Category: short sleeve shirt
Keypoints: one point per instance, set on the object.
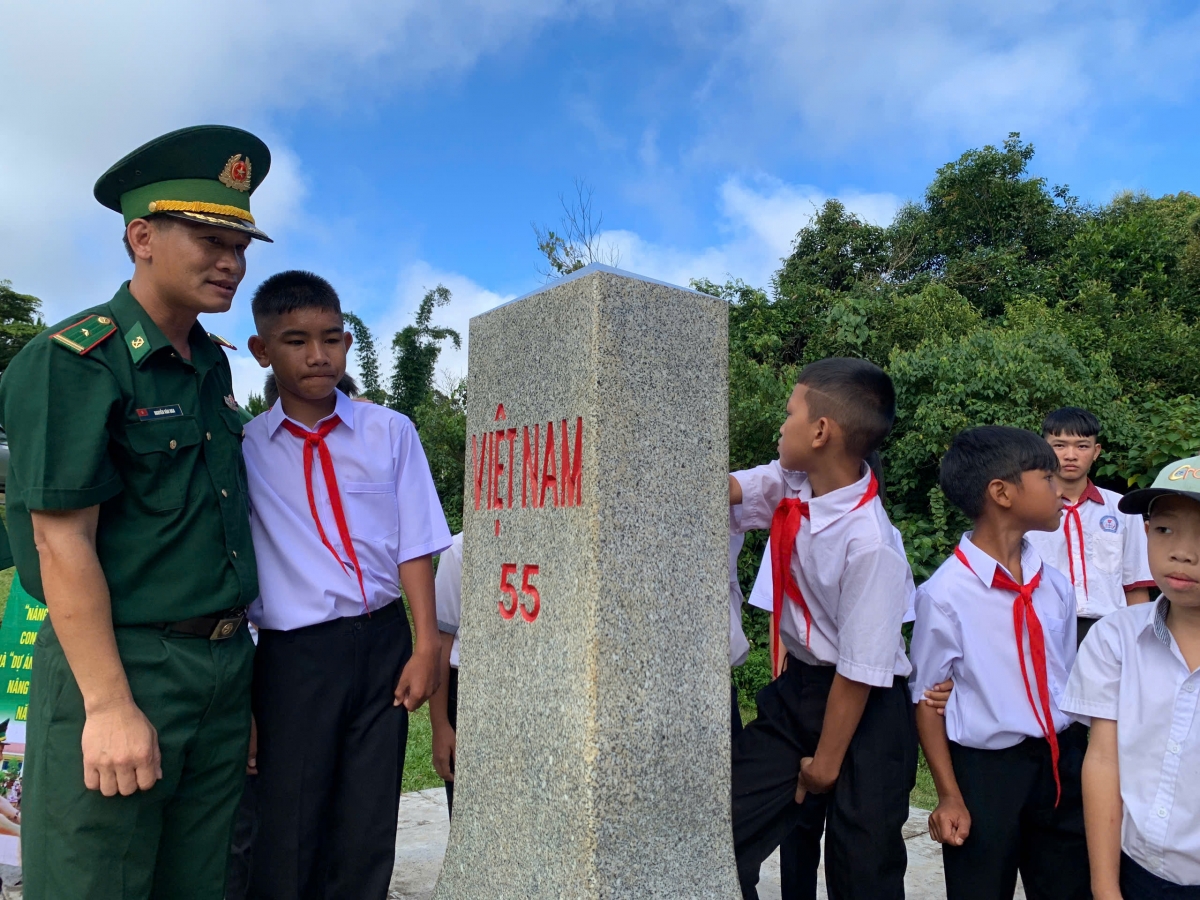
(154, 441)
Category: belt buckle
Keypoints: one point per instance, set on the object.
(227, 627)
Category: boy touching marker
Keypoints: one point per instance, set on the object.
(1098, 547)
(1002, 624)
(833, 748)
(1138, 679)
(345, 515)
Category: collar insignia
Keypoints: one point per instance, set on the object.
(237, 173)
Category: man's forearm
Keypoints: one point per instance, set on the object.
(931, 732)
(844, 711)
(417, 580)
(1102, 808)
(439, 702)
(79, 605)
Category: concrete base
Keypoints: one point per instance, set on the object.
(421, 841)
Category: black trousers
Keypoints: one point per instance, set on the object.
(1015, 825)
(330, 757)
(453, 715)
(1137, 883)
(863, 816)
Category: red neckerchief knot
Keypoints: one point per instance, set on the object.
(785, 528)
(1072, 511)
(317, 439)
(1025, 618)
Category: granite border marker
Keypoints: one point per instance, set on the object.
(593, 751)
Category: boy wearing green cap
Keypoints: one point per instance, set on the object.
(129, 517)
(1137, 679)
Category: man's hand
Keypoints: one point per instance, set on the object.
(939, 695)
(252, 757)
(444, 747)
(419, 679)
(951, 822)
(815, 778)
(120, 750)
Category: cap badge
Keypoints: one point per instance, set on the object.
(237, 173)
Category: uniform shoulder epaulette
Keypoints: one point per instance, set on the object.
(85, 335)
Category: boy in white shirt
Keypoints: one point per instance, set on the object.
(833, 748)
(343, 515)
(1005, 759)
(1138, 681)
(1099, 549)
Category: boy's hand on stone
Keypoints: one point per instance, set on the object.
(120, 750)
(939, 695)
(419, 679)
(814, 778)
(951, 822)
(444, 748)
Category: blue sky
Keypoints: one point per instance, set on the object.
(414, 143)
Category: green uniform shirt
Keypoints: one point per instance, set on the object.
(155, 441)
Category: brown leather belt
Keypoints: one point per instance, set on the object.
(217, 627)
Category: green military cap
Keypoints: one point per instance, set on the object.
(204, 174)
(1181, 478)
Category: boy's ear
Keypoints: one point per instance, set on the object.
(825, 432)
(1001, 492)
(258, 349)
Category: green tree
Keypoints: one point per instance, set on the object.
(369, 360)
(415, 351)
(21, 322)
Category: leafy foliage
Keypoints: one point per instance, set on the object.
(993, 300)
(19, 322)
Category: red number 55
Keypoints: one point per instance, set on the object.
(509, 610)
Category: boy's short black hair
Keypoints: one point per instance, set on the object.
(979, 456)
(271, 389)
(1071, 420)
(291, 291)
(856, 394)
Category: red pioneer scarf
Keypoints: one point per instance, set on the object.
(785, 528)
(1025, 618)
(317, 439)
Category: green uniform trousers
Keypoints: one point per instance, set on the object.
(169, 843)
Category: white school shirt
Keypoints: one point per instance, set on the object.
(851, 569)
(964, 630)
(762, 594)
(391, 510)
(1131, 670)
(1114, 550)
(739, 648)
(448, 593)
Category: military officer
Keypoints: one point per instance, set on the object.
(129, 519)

---

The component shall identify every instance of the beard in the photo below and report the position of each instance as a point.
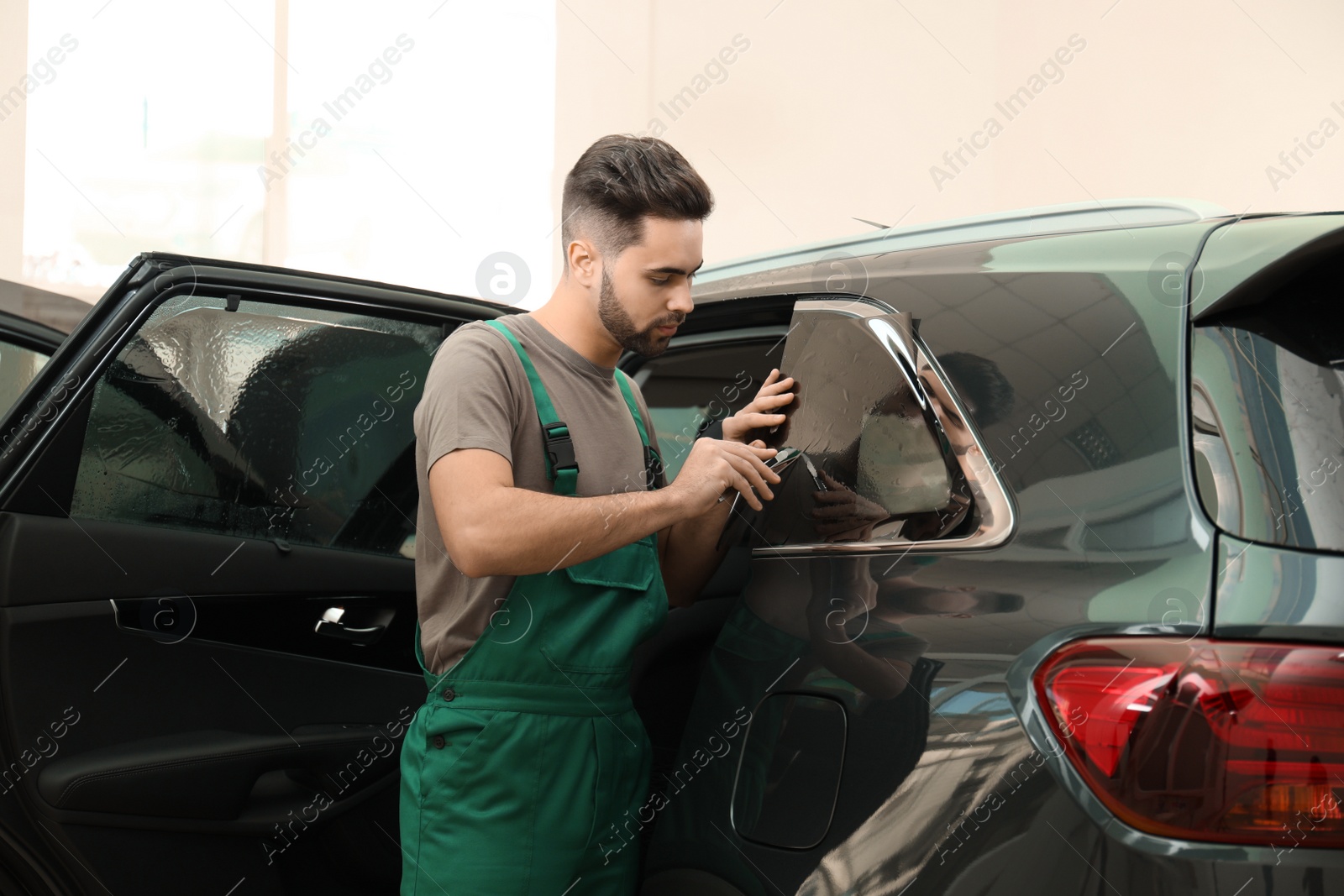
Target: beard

* * *

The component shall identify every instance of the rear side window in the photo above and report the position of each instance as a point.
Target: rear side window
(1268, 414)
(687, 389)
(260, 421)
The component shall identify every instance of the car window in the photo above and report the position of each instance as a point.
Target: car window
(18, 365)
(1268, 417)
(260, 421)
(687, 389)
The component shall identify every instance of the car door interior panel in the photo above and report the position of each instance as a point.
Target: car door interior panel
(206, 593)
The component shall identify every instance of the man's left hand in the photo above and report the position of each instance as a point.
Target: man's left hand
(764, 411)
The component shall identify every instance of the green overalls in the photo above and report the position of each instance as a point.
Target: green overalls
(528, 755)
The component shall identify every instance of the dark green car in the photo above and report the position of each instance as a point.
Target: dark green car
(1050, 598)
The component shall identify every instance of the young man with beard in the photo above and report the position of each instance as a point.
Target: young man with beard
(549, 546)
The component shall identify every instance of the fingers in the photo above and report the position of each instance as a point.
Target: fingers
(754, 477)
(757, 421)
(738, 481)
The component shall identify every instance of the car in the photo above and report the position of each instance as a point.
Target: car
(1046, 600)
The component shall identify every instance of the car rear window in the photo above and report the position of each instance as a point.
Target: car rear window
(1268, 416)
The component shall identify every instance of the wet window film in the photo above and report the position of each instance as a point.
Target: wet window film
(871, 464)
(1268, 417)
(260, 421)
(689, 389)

**TASK DIRECTIONS:** What you return should be exactly the lines above, starting at the one with "The component shall identify every instance of the rear" and ending at the one with "The component shall identify every instance of the wet", and nothing else.

**RESPONSE TO THIS TASK:**
The component shall identify every instance of the rear side window in the photo above and report the position of each instance as a point.
Target: rear side window
(1268, 414)
(687, 389)
(260, 421)
The component shall identify every instance of the car window in the photo above and report the position of each instance as a point.
Target: car window
(18, 365)
(1268, 417)
(260, 421)
(687, 389)
The component shall identify every instance of the car door interior panel in the photo above and report the position of each instance as a point.
Target: car door interior panel
(206, 593)
The component shall identify every instance of the man's left hand in the photo above and report the position of each instance as a point.
Target: man's left hand
(764, 411)
The component shall identify every instance of the green overalls in the photo above and report the position of each instance as a point.
Target: green overalls
(528, 755)
The component shall identify every instance of the dark green car in the photo above and report the position of each instance as a point.
Target: dark green car
(1050, 598)
The component shall identify every instance of the young man with beard in the photo above and report the position of each instance as a point.
Target: young man with beard
(549, 546)
The component shall identify every instance of the fingers in the photo above and report the position of each instance as a point.
Target: fingers
(754, 477)
(757, 421)
(738, 481)
The component shall identify every instance of the car in the photo above and report the position of each instance as a point.
Target: car
(1046, 600)
The component shall identify every instance of the car rear window in the photo above and report the position of each instance as a point.
Target: car rear window
(1268, 416)
The component shall identify every instance of the wet window film in the photo above and report the position of each instance as a point.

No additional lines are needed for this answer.